Reproduce the entries below, starting at the line that contains "Could you please indicate the woman in" and ending at the last line of the entries, with each request included and 134 added to every coordinate. Do not reproduce any other lines.

(Entries from a point labeling set)
☆ ☆ ☆ ☆ ☆

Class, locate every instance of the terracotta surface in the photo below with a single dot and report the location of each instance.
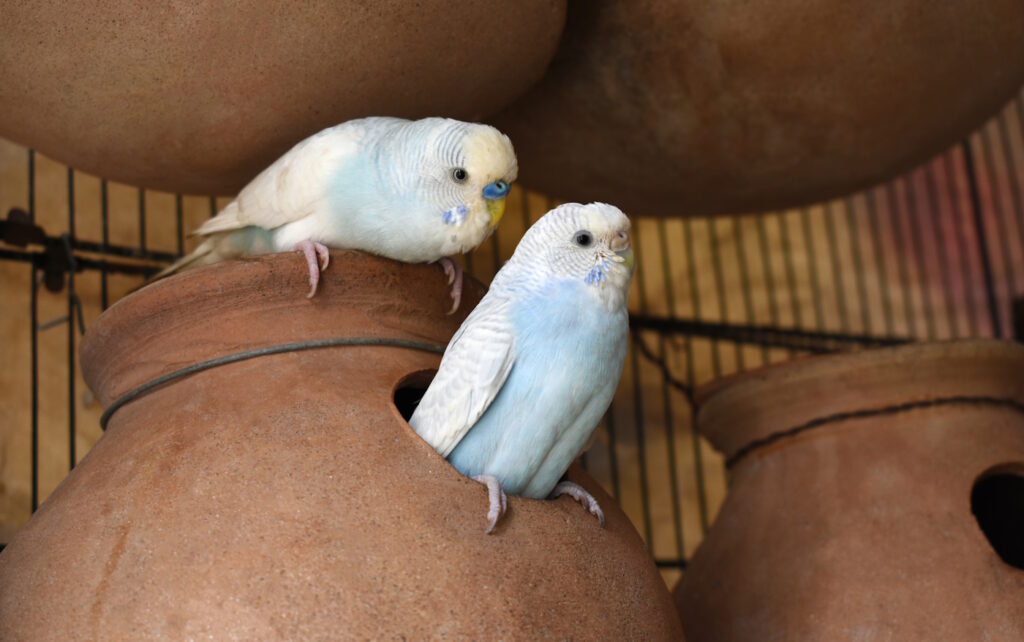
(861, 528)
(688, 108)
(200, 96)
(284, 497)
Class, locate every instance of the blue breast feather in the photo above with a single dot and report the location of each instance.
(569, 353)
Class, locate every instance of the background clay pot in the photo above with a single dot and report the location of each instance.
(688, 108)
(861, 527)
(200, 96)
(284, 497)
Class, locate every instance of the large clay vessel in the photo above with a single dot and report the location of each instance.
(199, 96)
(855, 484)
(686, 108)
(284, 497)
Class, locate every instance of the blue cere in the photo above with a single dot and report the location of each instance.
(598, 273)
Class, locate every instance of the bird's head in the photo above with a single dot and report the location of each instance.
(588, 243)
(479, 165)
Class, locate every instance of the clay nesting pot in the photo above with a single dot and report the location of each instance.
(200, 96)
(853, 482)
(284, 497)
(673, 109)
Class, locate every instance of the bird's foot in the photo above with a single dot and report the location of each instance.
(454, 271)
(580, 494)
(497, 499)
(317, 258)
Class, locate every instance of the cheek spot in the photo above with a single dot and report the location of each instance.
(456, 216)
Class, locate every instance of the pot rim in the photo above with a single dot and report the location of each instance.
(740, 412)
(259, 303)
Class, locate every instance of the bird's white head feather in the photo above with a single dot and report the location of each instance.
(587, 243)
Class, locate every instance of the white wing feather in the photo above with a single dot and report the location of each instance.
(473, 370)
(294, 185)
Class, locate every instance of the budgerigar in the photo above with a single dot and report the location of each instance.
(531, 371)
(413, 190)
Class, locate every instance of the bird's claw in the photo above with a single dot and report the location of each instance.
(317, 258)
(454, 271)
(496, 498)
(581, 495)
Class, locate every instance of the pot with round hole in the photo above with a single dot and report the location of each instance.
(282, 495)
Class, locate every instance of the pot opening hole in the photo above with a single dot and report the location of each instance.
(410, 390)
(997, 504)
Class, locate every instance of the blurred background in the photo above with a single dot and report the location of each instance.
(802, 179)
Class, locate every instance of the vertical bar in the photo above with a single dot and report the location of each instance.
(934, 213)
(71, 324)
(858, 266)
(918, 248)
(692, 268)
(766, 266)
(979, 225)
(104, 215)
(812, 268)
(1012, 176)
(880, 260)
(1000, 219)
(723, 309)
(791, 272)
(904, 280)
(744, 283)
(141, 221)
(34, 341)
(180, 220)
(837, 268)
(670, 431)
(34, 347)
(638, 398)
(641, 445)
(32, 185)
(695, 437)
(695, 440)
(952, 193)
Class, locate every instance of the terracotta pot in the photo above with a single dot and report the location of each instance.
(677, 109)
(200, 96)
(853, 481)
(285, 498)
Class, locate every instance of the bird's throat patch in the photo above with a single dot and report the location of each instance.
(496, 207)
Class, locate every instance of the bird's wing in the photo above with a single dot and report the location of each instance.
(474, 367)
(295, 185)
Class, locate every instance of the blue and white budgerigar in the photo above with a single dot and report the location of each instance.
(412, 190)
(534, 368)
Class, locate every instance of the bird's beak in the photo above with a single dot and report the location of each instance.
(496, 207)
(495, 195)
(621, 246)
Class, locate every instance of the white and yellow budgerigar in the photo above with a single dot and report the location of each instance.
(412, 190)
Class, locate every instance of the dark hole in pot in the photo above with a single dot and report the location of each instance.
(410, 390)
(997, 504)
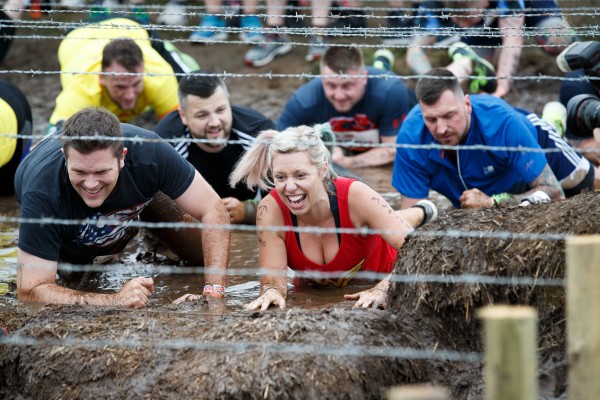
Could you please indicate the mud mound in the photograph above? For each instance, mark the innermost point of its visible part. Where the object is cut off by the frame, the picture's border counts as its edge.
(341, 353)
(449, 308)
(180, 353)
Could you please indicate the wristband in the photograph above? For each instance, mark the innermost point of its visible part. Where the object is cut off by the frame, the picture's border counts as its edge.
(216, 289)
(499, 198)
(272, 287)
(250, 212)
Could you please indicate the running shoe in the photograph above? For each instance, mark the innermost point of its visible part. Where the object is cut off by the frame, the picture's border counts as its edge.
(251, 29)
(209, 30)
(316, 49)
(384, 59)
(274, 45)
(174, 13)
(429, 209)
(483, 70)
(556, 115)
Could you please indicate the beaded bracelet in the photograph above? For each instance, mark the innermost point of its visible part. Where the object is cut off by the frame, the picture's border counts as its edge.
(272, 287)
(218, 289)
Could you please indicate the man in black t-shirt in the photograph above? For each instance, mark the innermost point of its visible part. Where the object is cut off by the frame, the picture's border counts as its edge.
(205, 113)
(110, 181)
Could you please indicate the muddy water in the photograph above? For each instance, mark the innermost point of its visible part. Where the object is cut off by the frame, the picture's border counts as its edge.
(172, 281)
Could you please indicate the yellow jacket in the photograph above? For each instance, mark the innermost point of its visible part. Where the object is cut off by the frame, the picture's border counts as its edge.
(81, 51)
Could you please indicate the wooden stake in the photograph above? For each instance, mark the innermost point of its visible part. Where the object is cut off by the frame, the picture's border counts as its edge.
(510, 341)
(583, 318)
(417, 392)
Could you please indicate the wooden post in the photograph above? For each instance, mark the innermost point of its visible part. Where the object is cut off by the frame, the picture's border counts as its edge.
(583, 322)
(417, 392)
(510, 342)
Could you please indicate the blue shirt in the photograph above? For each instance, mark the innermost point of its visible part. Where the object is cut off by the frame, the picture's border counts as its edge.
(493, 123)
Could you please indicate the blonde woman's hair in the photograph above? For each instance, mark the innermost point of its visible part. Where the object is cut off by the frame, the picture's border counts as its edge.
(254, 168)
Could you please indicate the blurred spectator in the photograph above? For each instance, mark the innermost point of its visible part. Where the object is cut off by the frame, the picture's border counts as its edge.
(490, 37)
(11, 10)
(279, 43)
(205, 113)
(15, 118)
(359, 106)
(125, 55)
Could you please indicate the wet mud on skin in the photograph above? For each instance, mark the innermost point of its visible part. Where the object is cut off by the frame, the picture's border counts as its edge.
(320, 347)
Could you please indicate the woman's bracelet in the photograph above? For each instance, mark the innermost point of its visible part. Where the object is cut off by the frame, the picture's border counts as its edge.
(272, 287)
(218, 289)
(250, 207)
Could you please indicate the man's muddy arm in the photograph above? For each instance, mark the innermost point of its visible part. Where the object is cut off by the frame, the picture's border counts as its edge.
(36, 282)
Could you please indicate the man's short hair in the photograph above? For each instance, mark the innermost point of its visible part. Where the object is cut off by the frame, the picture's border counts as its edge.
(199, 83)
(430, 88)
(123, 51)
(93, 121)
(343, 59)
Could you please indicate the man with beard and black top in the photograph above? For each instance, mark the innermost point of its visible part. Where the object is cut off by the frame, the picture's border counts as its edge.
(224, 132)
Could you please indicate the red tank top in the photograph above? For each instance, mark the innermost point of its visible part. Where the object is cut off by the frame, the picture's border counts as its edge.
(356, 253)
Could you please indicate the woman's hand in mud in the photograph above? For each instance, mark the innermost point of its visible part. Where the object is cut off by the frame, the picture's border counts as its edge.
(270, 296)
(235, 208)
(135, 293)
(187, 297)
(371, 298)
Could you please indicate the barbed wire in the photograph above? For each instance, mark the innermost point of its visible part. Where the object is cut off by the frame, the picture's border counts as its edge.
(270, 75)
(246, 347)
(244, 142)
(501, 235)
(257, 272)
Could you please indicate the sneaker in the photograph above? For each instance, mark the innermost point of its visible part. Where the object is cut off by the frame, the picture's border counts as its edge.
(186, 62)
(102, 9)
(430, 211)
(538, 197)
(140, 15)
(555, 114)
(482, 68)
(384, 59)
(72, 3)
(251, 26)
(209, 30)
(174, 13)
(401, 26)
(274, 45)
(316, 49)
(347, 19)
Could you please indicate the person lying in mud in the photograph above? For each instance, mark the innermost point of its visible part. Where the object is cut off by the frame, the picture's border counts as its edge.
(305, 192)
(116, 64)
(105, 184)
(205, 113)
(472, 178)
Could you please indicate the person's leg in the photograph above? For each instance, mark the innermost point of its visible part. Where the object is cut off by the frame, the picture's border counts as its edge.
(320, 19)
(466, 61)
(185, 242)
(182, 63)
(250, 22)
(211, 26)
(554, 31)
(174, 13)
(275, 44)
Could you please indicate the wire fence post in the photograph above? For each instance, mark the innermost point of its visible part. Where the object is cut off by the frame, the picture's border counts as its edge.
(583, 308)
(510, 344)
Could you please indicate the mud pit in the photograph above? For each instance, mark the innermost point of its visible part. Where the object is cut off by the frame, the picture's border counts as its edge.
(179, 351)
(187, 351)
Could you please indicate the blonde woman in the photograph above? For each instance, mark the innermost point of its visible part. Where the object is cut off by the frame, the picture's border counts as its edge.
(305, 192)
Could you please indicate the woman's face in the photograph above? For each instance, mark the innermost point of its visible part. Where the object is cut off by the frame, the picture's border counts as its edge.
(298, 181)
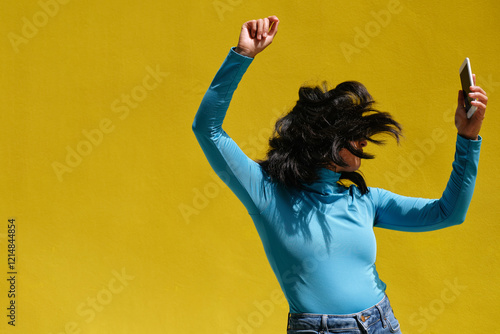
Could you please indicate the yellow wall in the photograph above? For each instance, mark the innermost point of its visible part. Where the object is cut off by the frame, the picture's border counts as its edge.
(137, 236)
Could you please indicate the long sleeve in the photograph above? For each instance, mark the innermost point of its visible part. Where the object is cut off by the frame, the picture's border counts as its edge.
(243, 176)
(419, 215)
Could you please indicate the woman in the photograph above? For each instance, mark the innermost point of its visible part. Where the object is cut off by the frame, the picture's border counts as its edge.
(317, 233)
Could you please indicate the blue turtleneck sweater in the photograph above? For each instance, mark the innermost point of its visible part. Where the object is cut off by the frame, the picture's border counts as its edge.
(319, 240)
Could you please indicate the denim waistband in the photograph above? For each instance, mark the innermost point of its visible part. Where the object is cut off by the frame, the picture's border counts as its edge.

☆ ☆ ☆ ☆ ☆

## EXERCISE SOLUTION
Could you please indicate the woman in the photograph above? For each instance, mark the innermost point of its visible part. Where the object is cut off by the frame, the picture's border counts as its edge.
(451, 367)
Could you please indicate the blue turtleneck sweater in the photograph above? For each instance, mark the innermost point of its visible part. Where the object is cut off by the frame, the picture's border counts as its edge.
(453, 374)
Could you please indicate the denim waistband in the photograph above? For each instance, mark the innermost point of its visible part. Where the object is cut off by the frame, the picture's border counts as its edge.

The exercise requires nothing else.